• [What this task involves]
Return every line below as is, leaving out the pictures.

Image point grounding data
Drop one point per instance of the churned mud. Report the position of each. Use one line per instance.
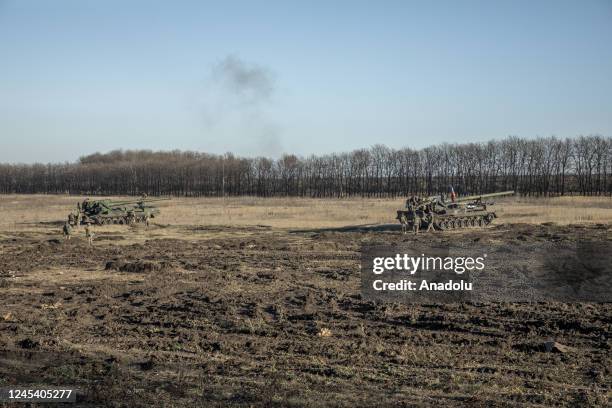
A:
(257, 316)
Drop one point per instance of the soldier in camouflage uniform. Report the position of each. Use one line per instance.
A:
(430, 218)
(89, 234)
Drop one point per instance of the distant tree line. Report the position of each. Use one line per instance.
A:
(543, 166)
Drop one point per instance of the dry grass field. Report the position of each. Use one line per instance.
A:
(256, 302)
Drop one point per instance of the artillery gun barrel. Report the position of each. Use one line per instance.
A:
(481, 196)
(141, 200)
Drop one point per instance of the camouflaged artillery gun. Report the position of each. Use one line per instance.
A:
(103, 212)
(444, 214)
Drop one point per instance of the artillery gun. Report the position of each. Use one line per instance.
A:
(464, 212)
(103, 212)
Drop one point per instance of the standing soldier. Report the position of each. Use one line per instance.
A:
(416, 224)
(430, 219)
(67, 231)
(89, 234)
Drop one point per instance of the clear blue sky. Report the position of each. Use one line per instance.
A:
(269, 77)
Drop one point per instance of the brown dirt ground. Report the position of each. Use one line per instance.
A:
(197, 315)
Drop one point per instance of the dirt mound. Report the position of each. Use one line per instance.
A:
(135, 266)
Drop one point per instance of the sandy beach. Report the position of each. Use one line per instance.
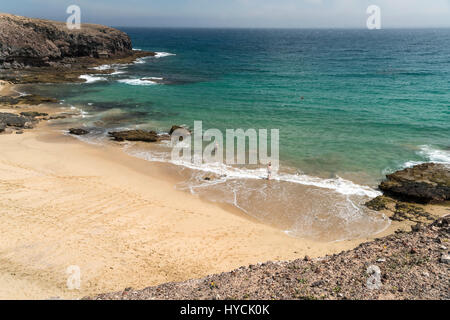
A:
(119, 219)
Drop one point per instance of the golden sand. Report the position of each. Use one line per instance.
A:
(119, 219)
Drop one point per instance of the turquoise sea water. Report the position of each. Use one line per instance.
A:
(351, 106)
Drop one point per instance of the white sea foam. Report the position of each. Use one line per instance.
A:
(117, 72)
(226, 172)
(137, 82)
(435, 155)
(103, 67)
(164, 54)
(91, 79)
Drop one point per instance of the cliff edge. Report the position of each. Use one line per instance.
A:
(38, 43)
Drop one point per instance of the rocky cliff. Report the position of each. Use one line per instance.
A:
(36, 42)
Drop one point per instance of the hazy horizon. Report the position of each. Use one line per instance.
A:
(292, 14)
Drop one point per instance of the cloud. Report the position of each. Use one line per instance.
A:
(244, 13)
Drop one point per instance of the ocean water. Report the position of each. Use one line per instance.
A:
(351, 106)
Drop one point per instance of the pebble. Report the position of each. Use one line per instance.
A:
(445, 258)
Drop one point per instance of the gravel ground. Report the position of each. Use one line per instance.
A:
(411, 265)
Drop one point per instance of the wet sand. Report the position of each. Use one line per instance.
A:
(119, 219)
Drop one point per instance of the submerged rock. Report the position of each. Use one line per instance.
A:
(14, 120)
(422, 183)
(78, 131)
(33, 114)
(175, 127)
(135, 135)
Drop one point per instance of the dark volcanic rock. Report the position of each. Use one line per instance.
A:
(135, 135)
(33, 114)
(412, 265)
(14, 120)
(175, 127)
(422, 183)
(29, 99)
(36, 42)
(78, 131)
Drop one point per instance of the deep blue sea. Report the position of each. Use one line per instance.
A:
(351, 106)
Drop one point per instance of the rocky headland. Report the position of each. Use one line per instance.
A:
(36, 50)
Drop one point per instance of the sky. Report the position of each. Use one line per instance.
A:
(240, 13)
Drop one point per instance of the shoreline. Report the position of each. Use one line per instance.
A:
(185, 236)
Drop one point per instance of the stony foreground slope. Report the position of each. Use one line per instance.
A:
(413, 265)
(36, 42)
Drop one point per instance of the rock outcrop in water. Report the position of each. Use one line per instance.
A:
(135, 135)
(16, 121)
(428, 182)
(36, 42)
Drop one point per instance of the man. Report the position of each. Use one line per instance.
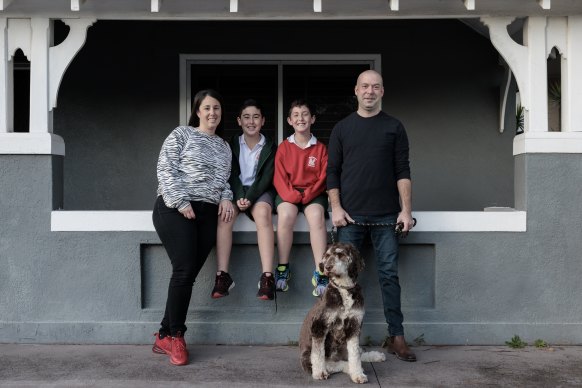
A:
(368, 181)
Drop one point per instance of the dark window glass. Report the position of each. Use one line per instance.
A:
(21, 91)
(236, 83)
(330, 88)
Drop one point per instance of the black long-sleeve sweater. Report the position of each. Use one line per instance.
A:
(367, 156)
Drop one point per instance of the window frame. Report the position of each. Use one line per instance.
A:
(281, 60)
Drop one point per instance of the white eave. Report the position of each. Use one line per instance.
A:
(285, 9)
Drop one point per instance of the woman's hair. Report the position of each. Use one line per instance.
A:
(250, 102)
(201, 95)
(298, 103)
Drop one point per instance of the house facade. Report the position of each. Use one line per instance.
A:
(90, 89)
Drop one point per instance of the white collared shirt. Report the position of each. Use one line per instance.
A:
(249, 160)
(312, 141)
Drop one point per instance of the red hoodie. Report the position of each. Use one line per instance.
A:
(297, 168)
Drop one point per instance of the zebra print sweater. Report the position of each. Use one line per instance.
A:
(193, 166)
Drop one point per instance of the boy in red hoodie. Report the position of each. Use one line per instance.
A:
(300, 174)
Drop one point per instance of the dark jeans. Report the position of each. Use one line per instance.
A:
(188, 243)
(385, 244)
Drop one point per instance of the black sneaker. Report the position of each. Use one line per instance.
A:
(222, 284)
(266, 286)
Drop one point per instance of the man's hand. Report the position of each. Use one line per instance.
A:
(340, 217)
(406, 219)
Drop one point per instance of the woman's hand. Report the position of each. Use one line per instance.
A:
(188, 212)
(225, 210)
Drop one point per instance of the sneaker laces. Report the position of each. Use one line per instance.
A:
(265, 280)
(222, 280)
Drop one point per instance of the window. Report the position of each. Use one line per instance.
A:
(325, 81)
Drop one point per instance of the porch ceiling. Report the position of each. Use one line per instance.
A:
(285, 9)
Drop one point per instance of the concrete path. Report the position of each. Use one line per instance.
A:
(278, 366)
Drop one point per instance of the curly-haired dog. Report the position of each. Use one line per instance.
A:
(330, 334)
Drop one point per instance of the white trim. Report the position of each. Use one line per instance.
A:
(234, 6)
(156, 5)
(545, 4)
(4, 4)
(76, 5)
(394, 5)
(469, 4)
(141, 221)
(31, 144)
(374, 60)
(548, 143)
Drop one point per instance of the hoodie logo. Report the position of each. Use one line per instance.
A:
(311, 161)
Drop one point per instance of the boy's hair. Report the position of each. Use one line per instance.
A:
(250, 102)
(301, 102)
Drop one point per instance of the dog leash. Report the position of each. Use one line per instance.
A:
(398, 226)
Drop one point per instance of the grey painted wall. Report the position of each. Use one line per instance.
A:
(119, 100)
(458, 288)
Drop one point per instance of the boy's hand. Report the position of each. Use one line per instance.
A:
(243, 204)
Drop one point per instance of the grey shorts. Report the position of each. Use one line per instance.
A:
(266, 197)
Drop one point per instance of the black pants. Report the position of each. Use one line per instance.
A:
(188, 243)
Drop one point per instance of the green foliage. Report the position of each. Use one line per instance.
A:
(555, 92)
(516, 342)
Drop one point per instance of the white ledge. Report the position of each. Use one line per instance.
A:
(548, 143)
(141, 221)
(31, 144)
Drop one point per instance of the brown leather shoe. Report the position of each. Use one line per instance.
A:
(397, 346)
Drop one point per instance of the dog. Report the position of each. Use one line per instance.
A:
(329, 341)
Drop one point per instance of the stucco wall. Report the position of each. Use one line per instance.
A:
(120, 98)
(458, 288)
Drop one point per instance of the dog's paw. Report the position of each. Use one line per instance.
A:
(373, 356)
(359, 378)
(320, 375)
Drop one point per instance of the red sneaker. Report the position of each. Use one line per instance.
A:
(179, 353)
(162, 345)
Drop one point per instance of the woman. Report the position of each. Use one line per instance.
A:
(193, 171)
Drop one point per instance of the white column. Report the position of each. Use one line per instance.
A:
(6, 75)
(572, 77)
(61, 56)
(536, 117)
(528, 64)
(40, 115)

• [Problem solution]
Drop one point per instance of the churned mud. Report the position of each. Use one line per instance.
A:
(257, 316)
Drop one point per instance of the soldier in camouflage uniform. Report the position of each. Use one line per instance.
A:
(430, 218)
(89, 234)
Drop one point per instance of the distant tree line. Report the position of each. Use one line per instance.
A:
(543, 166)
Drop one point per instance of the dry grass field. Report the position of each. Use one line per instance.
A:
(256, 302)
Drop one point per instance of the artillery gun barrel. Report the position of each. Use one line per instance.
A:
(481, 196)
(141, 200)
Drop one point per instance of the camouflaged artillery gun. Report the position of each. Use one line per instance.
A:
(103, 212)
(444, 214)
Drop one point per instance of the artillery gun. Report the position of each. Use one line per instance.
A:
(464, 212)
(103, 212)
Drop one point per instance of the standing soldier. Report the position of each. Use one line per instance.
A:
(416, 224)
(430, 219)
(67, 231)
(89, 234)
Drop one point per instance of the clear blue sky. Report the position of each. Use one line per instance.
A:
(269, 77)
Drop one point per instance of the brown dirt ground. Report the position of each. Use one line per instance.
A:
(197, 315)
Drop one point per instance of the dirt mound. Report the position of each. Use one line per instance.
A:
(135, 266)
Drop one point per instance of the sandy beach. Report the position of each. Use one line per instance.
A:
(119, 219)
Drop one point per instance of the golden sand. Report the position of each. Use one line per instance.
A:
(119, 219)
Drop one point per instance of the turquoise sea water. Report the position of each. Use one line per instance.
A:
(351, 106)
Drop one point per instance of the white sea foam. Report the position of each. Use one line per instance.
A:
(117, 72)
(226, 172)
(137, 82)
(435, 155)
(103, 67)
(164, 54)
(91, 79)
Drop one point per instance of the cliff edge. Report the position of each. Use one line per instance.
A:
(38, 43)
Drop one point per instance of the rocky cliff. Report the position of each. Use one line per instance.
A:
(36, 42)
Drop one point per instance of the hazy horizon. Report the position of each. Use one line per instance.
A:
(292, 14)
Drop one point per instance of the cloud. Report the position of each. Use one line per instance.
A:
(244, 13)
Drop one point per instance of the ocean water. Report the position of each. Use one line per instance.
A:
(351, 106)
Drop one point per instance of the pebble. Report the position of each. Use one line per instance.
A:
(445, 258)
Drop one point per instance of the gravel ground. Report the position of each. Use one line per instance.
A:
(411, 265)
Drop one point per instance of the wet sand. Report the position of each. Use one line per instance.
A:
(119, 219)
Drop one point per instance of the submerged rock. Report the position of each. Use one line per instance.
A:
(14, 120)
(422, 183)
(78, 131)
(33, 114)
(175, 127)
(135, 135)
Drop one point per instance of the dark volcanic rock. Report the position of each. Use one line per instance.
A:
(135, 135)
(33, 114)
(412, 265)
(14, 120)
(175, 127)
(422, 183)
(29, 99)
(36, 42)
(78, 131)
Drop one point per instance of the deep blue sea. Report the position of each. Use one line per instance.
A:
(351, 106)
Drop one point per instance of the rocky headland. Report the position of each. Use one line per instance.
A:
(36, 50)
Drop one point per instance of the sky. Report the position of each. Use one line per instance.
A:
(240, 13)
Drop one point per instance of the shoreline. Report the position of each. Use one line per instance.
A:
(185, 236)
Drop one point per instance of the stony foreground slope. Report the position of each. Use one line per instance.
A:
(413, 265)
(36, 42)
Drop one point per instance of the rock outcrop in water. Report the position of each. Use one line per instance.
A:
(135, 135)
(16, 121)
(428, 182)
(36, 42)
Drop one point per instance of the man. Report the position of each. Use one line per instance.
A:
(368, 181)
Drop one point per instance of the dark window glass. Report the position of each. Use one line per instance.
A:
(21, 91)
(236, 83)
(330, 88)
Drop one point per instance of the black long-sleeve sweater. Report the position of each. Use one line per instance.
A:
(367, 156)
Drop one point per instance of the window frame. Report the position of each. Use one line per instance.
A:
(281, 60)
Drop one point per instance of the white eave. Report the position of each. Use one line per instance.
A:
(285, 9)
Drop one point per instance of the woman's hair. Report the position of each. Use one line per instance.
A:
(250, 102)
(201, 95)
(298, 103)
Drop one point per instance of the house facade. Report the position of each. Use one line per instance.
A:
(90, 89)
Drop one point per instance of the white collared shirt. Report the position of each. Use one line per instance.
A:
(249, 160)
(312, 141)
Drop one point per instance of the red hoodie. Report the position of each. Use one line per instance.
A:
(297, 168)
Drop one point per instance of the zebra print sweater. Report the position of each. Use one line per instance.
A:
(193, 166)
Drop one point per instance of the boy in red hoodie. Report the position of each. Use one line per instance.
A:
(300, 174)
Drop one point per instance of the dark jeans. Report the position of each. Use one line per instance.
A:
(188, 243)
(385, 244)
Drop one point per instance of the black sneaker. Report the position of each. Use one line per instance.
A:
(222, 284)
(266, 286)
Drop one point per instance of the man's hand. Report the position of each. Use one line per instance.
A:
(340, 217)
(406, 219)
Drop one point per instance of the woman's hand. Report the position of each. Use one line per instance.
A:
(188, 212)
(225, 210)
Drop one point per instance of the sneaker laces. Report the position of each. Use one line per instance.
A:
(265, 280)
(222, 280)
Drop one point per instance of the window. Report the position of each. Use one line per instance.
A:
(325, 81)
Drop one point per instance of the porch ceiling. Report the position of each. Use one line per instance.
A:
(285, 9)
Drop one point per instance of the concrete path. Report the position of each. Use one line per instance.
A:
(278, 366)
Drop one point per instance of the curly-haired dog. Report the position of each. Use one line per instance.
A:
(330, 334)
Drop one point per instance of the white trim. Report the position of each. Use one line per instance.
A:
(234, 6)
(156, 5)
(545, 4)
(4, 4)
(76, 5)
(394, 5)
(469, 4)
(141, 221)
(31, 144)
(374, 60)
(548, 143)
Drop one point per instance of the hoodie logo. Report the position of each. Use one line per instance.
A:
(311, 161)
Drop one point per instance of the boy's hair. Report the position of each. Use one line per instance.
A:
(250, 102)
(301, 102)
Drop one point per instance of the dog leash. Report the position of each. Use one line per instance.
A:
(398, 226)
Drop one point per instance of the grey painted wall. Report the position of each. Use one line per instance.
A:
(119, 100)
(458, 288)
Drop one point per instance of the boy's hand. Report the position of each. Use one line per instance.
A:
(243, 204)
Drop one point per instance of the grey shorts. Report the position of each. Use one line per instance.
A:
(266, 197)
Drop one point per instance of the black pants. Report the position of each. Use one line per instance.
A:
(188, 243)
Drop one point per instance of the green foliage. Report the position of each. Use one line per instance.
A:
(555, 92)
(516, 342)
Drop one point per instance of the white ledge. Report the position of each. Use one line per instance.
A:
(548, 143)
(141, 221)
(31, 144)
Drop one point per instance of the brown leather shoe. Report the position of each. Use one line per instance.
A:
(397, 346)
Drop one point per instance of the dog. Report the position of each. Use one line per instance.
A:
(329, 341)
Drop one point per instance of the stucco wall. Report the position of each. Use one line per instance.
A:
(120, 98)
(458, 288)
Drop one point per instance of the dog's paw. Report the position of each. Use one line per instance.
A:
(373, 356)
(359, 378)
(320, 375)
Drop one point per instance of the red sneaker. Report the position of each. Use one line per instance.
A:
(179, 353)
(162, 345)
Drop one point per instance of the woman. Report the position of each. Use one line per instance.
A:
(193, 171)
Drop one point per instance of the white column. Report the position of each. Use one line per instance.
A:
(6, 75)
(572, 77)
(61, 56)
(536, 117)
(528, 64)
(40, 115)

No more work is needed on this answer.